**What is being asked:**
Can you pick up the notes on compressing agent context and continue them from the point where they stop?

[[ Document extract, beginning ]]

Compression Prompt Design Principles
The goal is not to let the model freestyle. It is to enforce a stable handoff format.
Recommended prompt constraints:
- Explicit role: you are a context compressor, not an executor
- Explicit goal: generate a state that the next agent can continue from
- Explicit retention: goals, constraints, files, code, errors, plan, user feedback
- Explicit deletion: repetition, irrelevant tool output, small talk, intermediate noise
- Explicit output format: Markdown, XML, JSON, or custom tags
- Explicit prohibition: do not fabricate file states, do not invent decisions, do not execute next steps
Practical prompt template:
You are the context compressor for an agent.
Please compress the conversation history into a Chinese handoff summary.
This summary will be the primary context for continuing execution in the next context window.
Must keep:
- User goals, explicit requests, and important feedback
- Tech stack, project constraints, architecture decisions, tool preferences
- File paths read/modified/created/deleted
- Key code snippets, function names, config items, commands
- Encountered errors, failed tests, and fixes
- Completed tasks, pending tasks, and current pause point
- Next-step suggestions directly relevant to the current task
Must remove:
- Repetitive explanations
- Irrelevant small talk
- Tool output with no further value
- Intermediate attempts that do not affect final decisions
Do not fabricate information not present in history.
Do not execute tasks. Only output the compressed summary.
Engineering Implementation Notes
Trigger Timing
Compression can be triggered when:
- Tokens exceed 70% to 85% of model context limit
- Single tool output exceeds threshold
- Tool call rounds exceed threshold
- A task phase ends and a handoff is needed
- User explicitly requests
/compactor equivalent command
Compression Order
Recommended order:
- Remove obviously low-value tool output
- Keep the last N complete conversation rounds
- Generate structured summaries for older messages
- Rebuild context with summary + rules + recent rounds
- Record metrics: pre/post token count, dropped message count, kept tool rounds
Risk Control
The most common failure is not “insufficient compression,” but “loss of critical facts.”

[[ Document extract, end ]]
[[ Record extracts, beginning ]]

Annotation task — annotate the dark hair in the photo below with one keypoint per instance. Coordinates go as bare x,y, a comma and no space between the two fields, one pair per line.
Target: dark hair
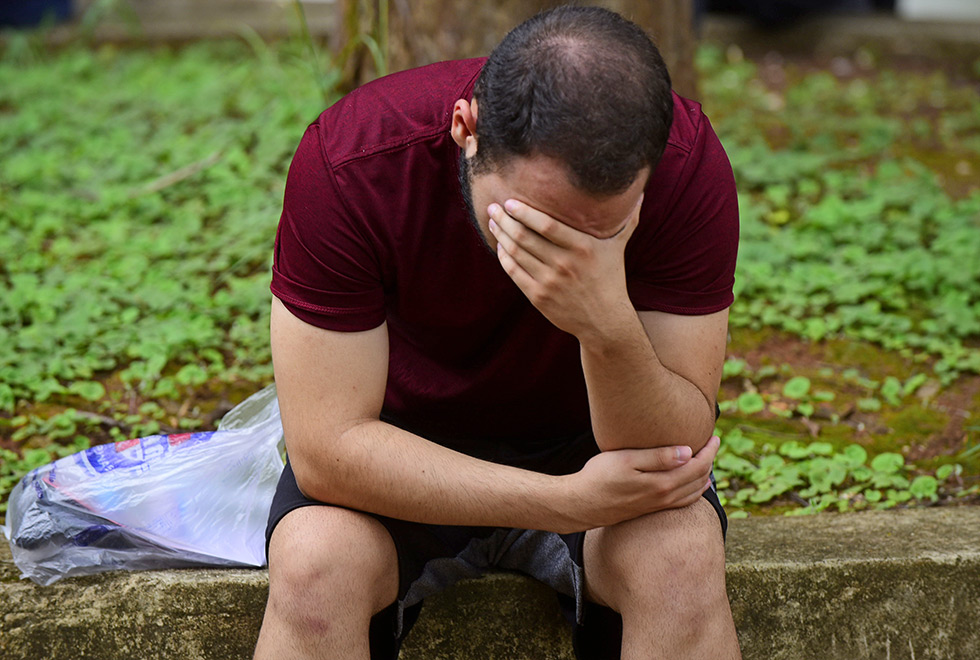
582,85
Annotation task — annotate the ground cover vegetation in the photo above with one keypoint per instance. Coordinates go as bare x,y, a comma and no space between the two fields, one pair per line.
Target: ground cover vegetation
140,190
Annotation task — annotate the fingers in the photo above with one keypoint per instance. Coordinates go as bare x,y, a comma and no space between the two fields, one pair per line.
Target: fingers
547,229
527,248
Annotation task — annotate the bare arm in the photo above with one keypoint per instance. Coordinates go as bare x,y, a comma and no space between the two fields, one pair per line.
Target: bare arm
331,388
652,377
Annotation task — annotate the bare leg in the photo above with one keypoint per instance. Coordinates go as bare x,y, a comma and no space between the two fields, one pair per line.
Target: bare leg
665,574
330,571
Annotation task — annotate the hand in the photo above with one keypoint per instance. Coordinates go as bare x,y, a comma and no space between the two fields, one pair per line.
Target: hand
623,484
576,280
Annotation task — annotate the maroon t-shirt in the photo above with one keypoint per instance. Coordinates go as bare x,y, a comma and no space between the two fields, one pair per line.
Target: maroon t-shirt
374,229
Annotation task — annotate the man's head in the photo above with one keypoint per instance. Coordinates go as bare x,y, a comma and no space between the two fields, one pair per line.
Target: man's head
580,89
581,85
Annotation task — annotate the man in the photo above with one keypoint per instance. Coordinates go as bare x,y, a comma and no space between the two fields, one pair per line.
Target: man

[[ Record extracts, end ]]

**Output below:**
Especially avoid:
- Losing explicit user constraints
- Losing file paths
- Losing the latest error message
- Losing failed attempts that should not be repeated
- Turning assumptions into facts
- Mixing completed tasks with pending tasks
I prefer to keep explicit state labels in summaries:
[Done] Fixed login form validation
[Failed attempt] Direct schema change breaks legacy API
[Pending confirmation] Whether to keep legacy export format
[Next] Run pnpm test for auth module verification
My Takeaway
Context compression is fundamentally an agent memory-management and handoff system. Claude Code-style compression is better for full development-context retention. Gemini CLI-style compression is better for high-density state snapshots. Tool-message trimming is the most direct way to reduce token noise.
If I were implementing a stable agent compression module, I would prioritize this combination:
Keep recent conversation rounds intact
+ Trim outdated tool messages
+ LLM structured summary
+ File state snapshot
+ Current plan and TODO list
+ Compression metrics and observability logs
The final objective is not the shortest context. It is that after compression, the agent still knows: what the user wants, what the project is, what has been done, what has failed, where it stopped, and what should happen next.